> **WORK TO COMPLETE**
Rewrite all of the entries below, substituting "marker" for every "keypoint" and changing nothing else. Leave the pictures out of your answer.

Location identification entries:
===============

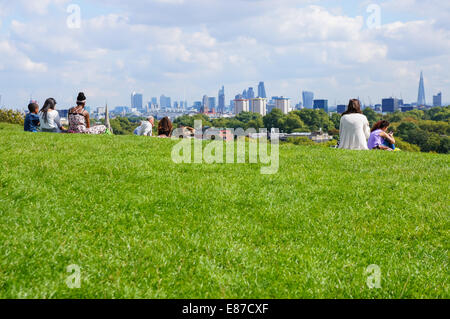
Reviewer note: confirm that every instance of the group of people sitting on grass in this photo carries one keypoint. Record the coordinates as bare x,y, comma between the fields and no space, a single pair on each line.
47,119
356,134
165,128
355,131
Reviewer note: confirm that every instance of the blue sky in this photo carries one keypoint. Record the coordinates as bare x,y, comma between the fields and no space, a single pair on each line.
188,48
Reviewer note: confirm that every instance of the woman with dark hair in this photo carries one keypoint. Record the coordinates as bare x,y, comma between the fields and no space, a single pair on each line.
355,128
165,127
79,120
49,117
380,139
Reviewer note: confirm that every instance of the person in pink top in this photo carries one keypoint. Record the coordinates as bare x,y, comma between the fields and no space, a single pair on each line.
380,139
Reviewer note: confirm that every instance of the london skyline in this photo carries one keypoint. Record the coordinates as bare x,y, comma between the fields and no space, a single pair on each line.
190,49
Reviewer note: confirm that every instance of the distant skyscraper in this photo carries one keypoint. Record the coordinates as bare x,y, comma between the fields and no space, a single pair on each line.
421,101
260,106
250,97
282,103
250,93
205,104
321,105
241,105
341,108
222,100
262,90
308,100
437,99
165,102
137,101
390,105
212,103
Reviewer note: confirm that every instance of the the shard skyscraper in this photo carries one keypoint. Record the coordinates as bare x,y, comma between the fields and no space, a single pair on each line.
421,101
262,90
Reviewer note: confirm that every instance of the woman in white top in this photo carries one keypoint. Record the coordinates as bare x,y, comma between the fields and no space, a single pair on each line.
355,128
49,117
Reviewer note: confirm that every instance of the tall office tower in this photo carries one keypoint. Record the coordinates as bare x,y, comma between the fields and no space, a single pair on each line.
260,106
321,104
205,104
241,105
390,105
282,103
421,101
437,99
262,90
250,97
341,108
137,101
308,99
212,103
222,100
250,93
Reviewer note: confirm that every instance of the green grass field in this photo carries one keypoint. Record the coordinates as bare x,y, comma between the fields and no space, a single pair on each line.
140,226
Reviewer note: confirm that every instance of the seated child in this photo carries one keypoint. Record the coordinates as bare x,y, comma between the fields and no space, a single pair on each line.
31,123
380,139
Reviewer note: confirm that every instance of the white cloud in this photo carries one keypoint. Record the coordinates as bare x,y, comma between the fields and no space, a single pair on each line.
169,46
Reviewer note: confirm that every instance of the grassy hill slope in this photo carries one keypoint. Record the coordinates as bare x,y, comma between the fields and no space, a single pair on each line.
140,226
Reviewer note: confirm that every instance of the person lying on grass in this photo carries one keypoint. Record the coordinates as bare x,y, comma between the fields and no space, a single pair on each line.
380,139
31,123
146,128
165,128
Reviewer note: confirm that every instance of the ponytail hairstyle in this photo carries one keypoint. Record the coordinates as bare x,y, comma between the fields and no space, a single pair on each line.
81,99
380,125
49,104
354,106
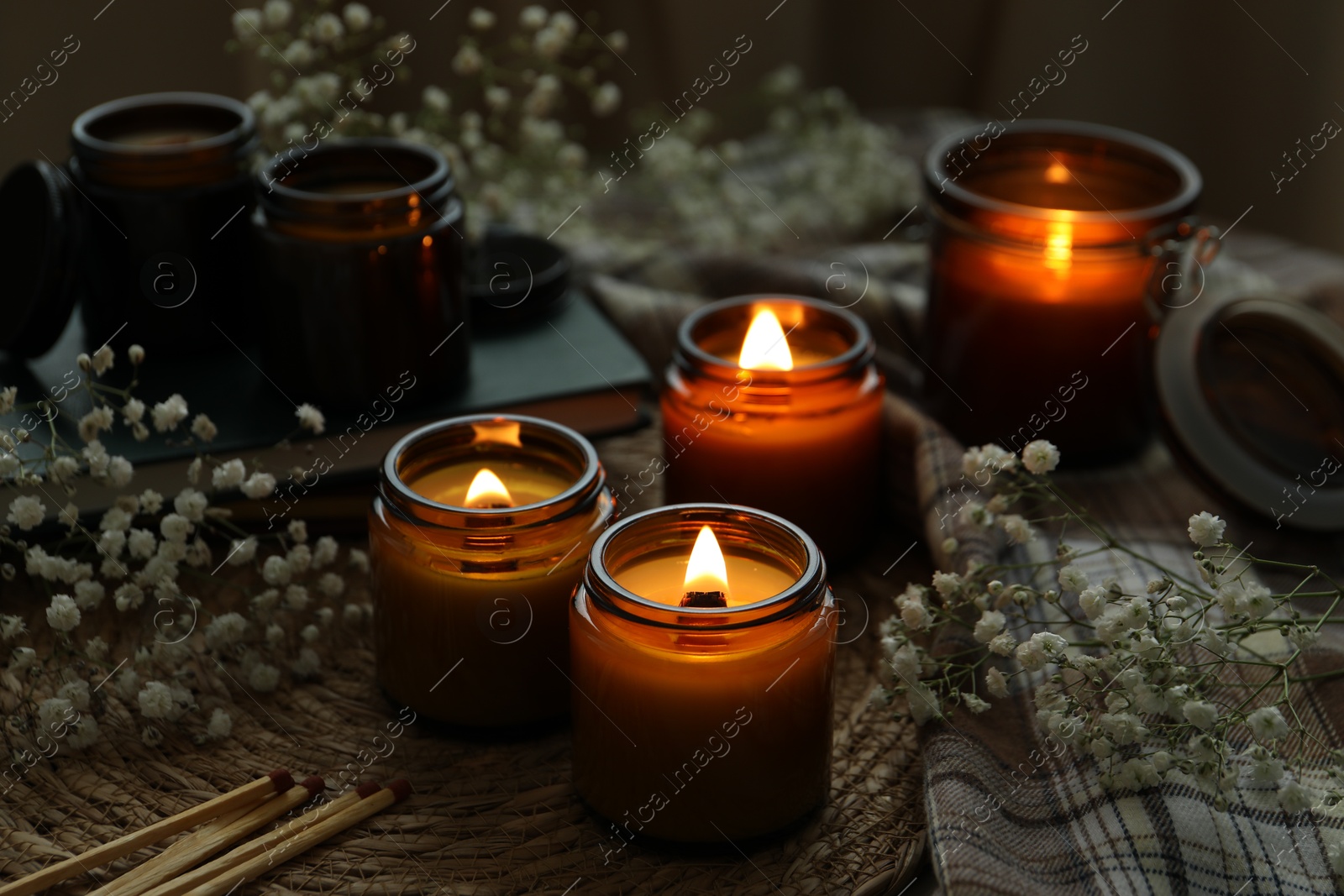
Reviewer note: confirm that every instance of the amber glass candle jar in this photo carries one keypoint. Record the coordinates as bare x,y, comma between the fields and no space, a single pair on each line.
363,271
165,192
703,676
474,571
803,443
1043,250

===============

> **FULL ANSWER**
Reviewer note: confirm that every instance of the group of people sitting on grass in this photo carries one marker. Record the coordinates as bare x,y, comma between the fields and no space, a single pair on each line.
47,119
356,134
165,128
355,131
Reviewer note: confirm that every instance of the blue sky in this photo carries one marker. Record the coordinates as bare x,y, comma between the fields and no space, a single pair on each line.
188,48
Reviewer note: confirm that every instance of the woman with dark hair in this photo carries one marker. Record the coordinates as bare x,y, comma between the fields and no space, a single pair on each line.
355,128
165,127
79,120
49,117
380,139
Reviewer note: confirm that every instance of the person in pink top in this photo carries one marker. Record the coordinates as bare x,y, comma between the fields and no space, a single pair on each line.
380,139
Reviewer note: confirm that every instance of the london skyline in this photo carries one marker. Record the coordinates as bare x,y, comma between the fields and no space, a single pair on each line.
190,49
Reviewer note: confirm that every instance of the distant skyscraper in this photo carries one marker. Record the coordinates as bare x,y, comma between the fields and no space, a single pair on each line.
421,101
260,106
250,97
282,103
250,93
205,104
321,105
241,105
341,108
222,100
262,90
308,100
437,99
165,102
137,101
390,105
212,103
Reviewer note: confirm that every instance of the the shard skyscraper in this photo carries one marker. Record the coordinates as bare x,y, comma between the fields and no space, a single pair on each line.
421,101
262,90
Reviewer note: confirm that every instance of the woman in white top in this photo carries one marker. Record the coordinates as bare x,y, comma between the fields and no space, a single pair on each line.
355,128
49,117
Reviewer note: confirm that every instance of the tall office tower in this photo carries one marker. Record the coordinates as bare x,y, comma between the fields and no space, a single pair on each line.
260,106
321,104
205,104
241,105
390,105
282,103
421,101
437,99
262,90
250,97
341,108
137,101
308,99
212,103
222,100
250,93
Reviewer note: confirm that every instance of the green grass field in this photo carries one marker. Record the coordinates as bare x,y, comma between the fields and no space, a single pair on each line.
140,226
Reviewer note: confirm that every instance of the seated child in this photo carries one marker. Record the coordinates as bare x,y, comma between the fields and no space, a single pair on each line.
31,123
380,139
Reviewer note: confirm that every instance of the white cloud in this photo carries one marker. Record the coordinates as bare x,y, comma between the fields and no space, a single pair on each line.
169,46
Reviewer note: confirm that every instance of the grassy hill slope in this photo carries one marker. Record the coordinates as bare x,y, comma between the fields and no space, a single pair on each line.
140,226
Reviewer note: confirm that every instance of the person lying on grass in this photo carries one marker. Record the coordinates as bare x,y, comma between the fields and no space, a single pair on each line.
380,139
31,123
146,128
165,128
Reviewer note: confirm that every instance of the ponytail hairstyle in this photo carries one marker. Record the coordinates as bare x,y, comma between the fields and no space, a single pair on each line.
81,99
380,125
49,104
354,106
Reviewer note: confirm that every instance of the amber glass candle jar in this photo carries one marker. Record the coordinates as bare x,y, comma between the fields and no space, a single pair on each line.
363,271
165,192
703,676
474,571
803,443
1043,250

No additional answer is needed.